● **CONSEGNA A**:
Rispondi in base alla recensione dello spettacolo Angels in America:
(i) Chi firma la regia dello spettacolo?
(ii) In quale decennio è collocata l'America mostrata in scena?
(iii) A quale paese viene detta troppo simile quell'America?
● **CONSEGNA B**:
Trascrivi dalla recensione il passo che va da "Lo spettacolo mostra" fino a "all’Italia di oggi." compreso.

Angeli della Morte
Angels in America. Si avvicina il millennio di Tony Kushner per la regia di Ferdinando Bruni ed Elio De Capitani è uno spettacolo “pieno” sia visivamente, sia drammaturgicamente parlando.
Il merito, oltre che dell’autore del testo, va dato sia ai registi, sia agli attori impegnati in scena.
Uno spettacolo in cui la scenografia è fatta con pochi e simbolici oggetti, arricchiti da videoproiezioni di immagini sia realistiche, sia astratte, così come possono essere realistiche od oniriche le scene che in quel momento vengono recitate.
Lo spettacolo mostra un’America anni Ottanta in cui l’AIDS sta mietendo le sue vittime.
Al centro delle vicende narrate, la comunità omosessuale, composta sia da gay dichiarati, sia da “velate” e sia da chi ha avuto solo la forza di dire a se stesso di provare attrazione per individui del proprio stesso sesso, ma non ha mai avuto il coraggio di praticare sesso omosessuale.
Un’America reganiana in cui il Potere è il nuovo Dio, in cui la Legge o la fai o ne diventi schiavo, un’America, quindi, in cui chi detiene il Potere si sente al disopra delle regole.
Un’America troppo simile all’Italia di oggi.
Uno spettacolo, Angels in America, che, oltre che dell’AIDS, parla proprio del Potere, di come esso consumi chi lo detiene (al pari della malattia) e di come coloro che hanno Potere tendano a consumare gli altri uomini, a cibarsene (metaforicamente parlando).

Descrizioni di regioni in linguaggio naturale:

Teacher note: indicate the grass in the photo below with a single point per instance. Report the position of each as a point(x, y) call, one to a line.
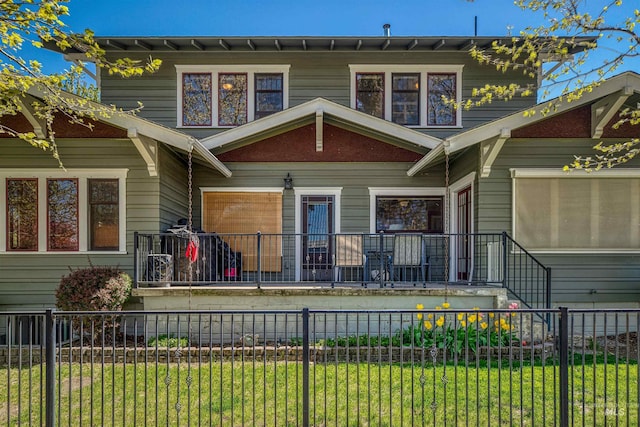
point(258, 392)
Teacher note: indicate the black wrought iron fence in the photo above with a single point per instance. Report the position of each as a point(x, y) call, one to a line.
point(384, 260)
point(434, 365)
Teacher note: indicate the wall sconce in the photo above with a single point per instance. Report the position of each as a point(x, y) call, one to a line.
point(288, 182)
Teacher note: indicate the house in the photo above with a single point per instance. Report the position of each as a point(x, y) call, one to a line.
point(320, 162)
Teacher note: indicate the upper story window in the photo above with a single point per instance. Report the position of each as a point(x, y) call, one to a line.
point(53, 211)
point(215, 96)
point(410, 95)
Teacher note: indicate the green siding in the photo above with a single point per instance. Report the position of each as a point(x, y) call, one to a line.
point(576, 278)
point(31, 279)
point(312, 74)
point(174, 200)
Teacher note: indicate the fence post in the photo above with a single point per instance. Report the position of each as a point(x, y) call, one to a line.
point(259, 260)
point(563, 343)
point(50, 369)
point(504, 259)
point(135, 259)
point(305, 367)
point(383, 267)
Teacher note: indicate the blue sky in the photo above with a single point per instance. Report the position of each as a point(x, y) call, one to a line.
point(303, 17)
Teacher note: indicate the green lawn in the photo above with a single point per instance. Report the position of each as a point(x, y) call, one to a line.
point(342, 394)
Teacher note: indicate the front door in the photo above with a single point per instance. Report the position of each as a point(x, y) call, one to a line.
point(463, 247)
point(317, 233)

● **SPAZIO RISPOSTA A**:
(i) Ferdinando Bruni ed Elio De Capitani.
(ii) Negli anni Ottanta.
(iii) All'Italia di oggi.

● **SPAZIO RISPOSTA B**:
Lo spettacolo mostra un’America anni Ottanta in cui l’AIDS sta mietendo le sue vittime.
Al centro delle vicende narrate, la comunità omosessuale, composta sia da gay dichiarati, sia da “velate” e sia da chi ha avuto solo la forza di dire a se stesso di provare attrazione per individui del proprio stesso sesso, ma non ha mai avuto il coraggio di praticare sesso omosessuale.
Un’America reganiana in cui il Potere è il nuovo Dio, in cui la Legge o la fai o ne diventi schiavo, un’America, quindi, in cui chi detiene il Potere si sente al disopra delle regole.
Un’America troppo simile all’Italia di oggi.